TESTO FORNITO:
Editoriali

Le catene produttive si accorciano, ma il futuro non è il protezionismo. Un caso

Redazione

Proporzionalità e autosufficienza devono essere i due pilastri su cui fondare la sicurezza che deve accompagnare la nuova globalizzazione. Che porta con sé dei rischi inevitabili

La globalizzazione, per come l’abbiamo conosciuta finora, ha esasperato l’efficienza economica dei processi. In tal modo ha consentito a centinaia di milioni di persone di uscire dalla povertà, ha stimolato il progresso tecnologico e ha favorito un’espansione economica senza precedenti a livello mondiale. Questa rincorsa ha però fatto passare in secondo piano il tema della sicurezza, che in questi ultimi anni – segnati dal ritorno delle grandi paure del passato: malattia e guerra – ha prepotentemente riconquistato la scena. Che tipo di globalizzazione abbiamo davanti, allora? L’Economist, nel numero in edicola da ieri, ci mette in guardia contro il rischio di cascare dalla padella nella brace. “La nuova globalizzazione – scrive il settimanale britannico – riguarda la sicurezza, non l’efficienza: dà la priorità al fare affari con persone e popolazioni di cui possiamo fidarci, in paesi il cui governo ci è amico”. A parole sembra ragionevole, ma tradurre in pratica questi princìpi apparentemente saggi è più difficile di quanto possa sembrare: “Si può facilmente scadere nel protezionismo, nell’interventismo pubblico illimitato e nell’inflazione. Al contrario, se imprese e politici sanno contenersi, potrebbe cambiare in meglio l’economia globale, mantenendo i benefici dell’apertura e migliorando la nostra resilienza”.

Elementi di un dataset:

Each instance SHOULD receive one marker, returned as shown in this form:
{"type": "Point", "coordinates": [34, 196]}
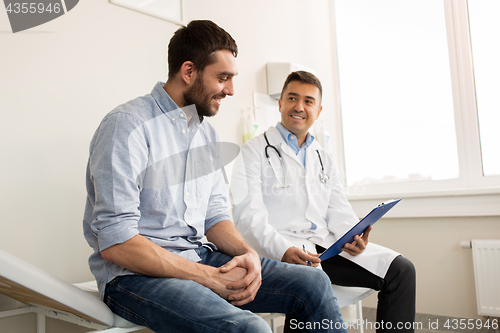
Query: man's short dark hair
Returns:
{"type": "Point", "coordinates": [304, 77]}
{"type": "Point", "coordinates": [197, 43]}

IL TUO COMPITO: Scrivi il seguito dell'editoriale sulla globalizzazione e la sicurezza, riprendendo subito dopo la citazione dell'Economist che lo chiude.

RISPOSTA ALL'ESERCIZIO:
 

Alla luce di quello che sta accadendo è normale e giusto che i governi diano un peso politico alla sicurezza. E’ tuttavia necessario declinare questo concetto secondo due criteri. Il primo è quello della proporzionalità: le misure adottate devono essere proporzionali agli obiettivi che intendono raggiungere; non possono diventare dei pretesti per mascherare interessi di bottega. Ancora più importante è rifiutare la tentazione di far coincidere la sicurezza con l’autosufficienza: la sicurezza, al contrario, sta nella diversificazione. Nel futuro ci aspetta un’economia inevitabilmente meno dinamica: evitiamo almeno di sacrificare più crescita potenziale di quanto è strettamente necessario.